--- SOURCE TEXT Enclosed Below ---
Change is this traumatic in businesses today because of the complexity of most organisations. Change in one area has an unavoidable ripple effect throughout the rest of the organisation.

With enterprise architecture, it is possible to predict the impact of change throughout the organisation, before it happens. This is through a detailed understanding of the operations of the organisation.

Why enterprise architecture?

Enterprise architecture is required to transform a legacy of fragmented applications, organisational structures and processes (both manual and automated) into an integrated environment with optimised processes that are responsive to change and the delivery of the business strategy.

Enterprise architecture confers a number of benefits to business:

* First of all, it is an asset to the business, and an asset that should be maintained for the duration of the company`s life.

* It promotes alignment between the business and information systems. Systems, after all, must align/match with management`s intentions for the enterprise.

* Thirdly, it integrates information. As soon as the same information is available to everyone in the enterprise at the same time, the power will shift to everyone in the enterprise, including the customer, so that the enterprise becomes "market-driven".

* Data must mean the same thing to everyone in the enterprise if empowerment is to be successful and is to function in a knowledge-based society. Also, business rules must be consistent across the enterprise (like standard interchangeable parts).

* It dramatically cuts time to market, and the time it takes to produce an implementation from receipt of an order. The components have to be engineered such that they can be assembled into more than one implementation anywhere in the enterprise. Architecture provides for an "assemble-to-order" strategy - an approach also known as mass customisation.

* And, critically, it creates agility for change. Descriptive representations of any object constitute the baseline for managing change to that object over time while minimising time, disruption and cost.
--- End of Enclosed SOURCE TEXT ---
--- INFORMATION Enclosed Below ---
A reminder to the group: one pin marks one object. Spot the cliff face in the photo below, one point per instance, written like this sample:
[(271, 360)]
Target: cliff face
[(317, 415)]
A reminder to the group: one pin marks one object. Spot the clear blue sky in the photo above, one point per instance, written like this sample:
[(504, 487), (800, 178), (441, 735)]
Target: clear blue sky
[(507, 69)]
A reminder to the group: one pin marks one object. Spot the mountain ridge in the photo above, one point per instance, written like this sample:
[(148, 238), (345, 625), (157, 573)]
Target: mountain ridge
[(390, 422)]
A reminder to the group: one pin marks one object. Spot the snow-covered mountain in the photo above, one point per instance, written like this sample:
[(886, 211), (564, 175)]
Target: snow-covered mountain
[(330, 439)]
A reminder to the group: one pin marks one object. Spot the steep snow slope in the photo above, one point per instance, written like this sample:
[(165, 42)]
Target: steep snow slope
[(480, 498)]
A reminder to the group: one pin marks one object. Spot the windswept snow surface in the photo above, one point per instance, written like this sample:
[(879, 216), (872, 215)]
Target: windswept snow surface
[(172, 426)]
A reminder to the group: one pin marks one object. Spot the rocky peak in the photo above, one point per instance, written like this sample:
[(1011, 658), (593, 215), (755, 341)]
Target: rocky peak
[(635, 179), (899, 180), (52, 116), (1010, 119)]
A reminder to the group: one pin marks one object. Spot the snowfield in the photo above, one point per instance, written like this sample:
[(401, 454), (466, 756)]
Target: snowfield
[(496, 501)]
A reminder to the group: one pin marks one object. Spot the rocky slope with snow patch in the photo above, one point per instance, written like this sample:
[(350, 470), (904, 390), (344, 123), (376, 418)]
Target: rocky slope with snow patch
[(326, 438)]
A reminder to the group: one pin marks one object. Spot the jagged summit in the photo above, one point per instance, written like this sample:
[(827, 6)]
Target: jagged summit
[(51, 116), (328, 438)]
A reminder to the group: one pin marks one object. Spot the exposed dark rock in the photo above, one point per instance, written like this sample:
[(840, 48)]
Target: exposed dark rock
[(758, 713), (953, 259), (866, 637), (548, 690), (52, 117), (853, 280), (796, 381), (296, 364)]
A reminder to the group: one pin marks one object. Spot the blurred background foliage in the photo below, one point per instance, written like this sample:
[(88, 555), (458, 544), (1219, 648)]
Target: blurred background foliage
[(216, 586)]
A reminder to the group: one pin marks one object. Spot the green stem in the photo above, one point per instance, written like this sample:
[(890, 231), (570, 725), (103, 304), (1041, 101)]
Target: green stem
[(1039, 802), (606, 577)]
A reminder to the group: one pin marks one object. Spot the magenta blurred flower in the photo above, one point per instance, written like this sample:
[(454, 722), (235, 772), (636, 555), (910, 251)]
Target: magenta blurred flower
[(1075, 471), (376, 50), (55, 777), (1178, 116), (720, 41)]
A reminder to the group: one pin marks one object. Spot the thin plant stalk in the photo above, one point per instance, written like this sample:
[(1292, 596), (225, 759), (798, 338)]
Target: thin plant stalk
--- End of Enclosed INFORMATION ---
HOW TO COMPLETE THIS TASK »
Reproduce the enterprise architecture text in full and word for word, from its opening sentence through its final bullet point.

REPLY TO THE TASK »
Change is this traumatic in businesses today because of the complexity of most organisations. Change in one area has an unavoidable ripple effect throughout the rest of the organisation.

With enterprise architecture, it is possible to predict the impact of change throughout the organisation, before it happens. This is through a detailed understanding of the operations of the organisation.

Why enterprise architecture?

Enterprise architecture is required to transform a legacy of fragmented applications, organisational structures and processes (both manual and automated) into an integrated environment with optimised processes that are responsive to change and the delivery of the business strategy.

Enterprise architecture confers a number of benefits to business:

* First of all, it is an asset to the business, and an asset that should be maintained for the duration of the company`s life.

* It promotes alignment between the business and information systems. Systems, after all, must align/match with management`s intentions for the enterprise.

* Thirdly, it integrates information. As soon as the same information is available to everyone in the enterprise at the same time, the power will shift to everyone in the enterprise, including the customer, so that the enterprise becomes "market-driven".

* Data must mean the same thing to everyone in the enterprise if empowerment is to be successful and is to function in a knowledge-based society. Also, business rules must be consistent across the enterprise (like standard interchangeable parts).

* It dramatically cuts time to market, and the time it takes to produce an implementation from receipt of an order. The components have to be engineered such that they can be assembled into more than one implementation anywhere in the enterprise. Architecture provides for an "assemble-to-order" strategy - an approach also known as mass customisation.

* And, critically, it creates agility for change. Descriptive representations of any object constitute the baseline for managing change to that object over time while minimising time, disruption and cost.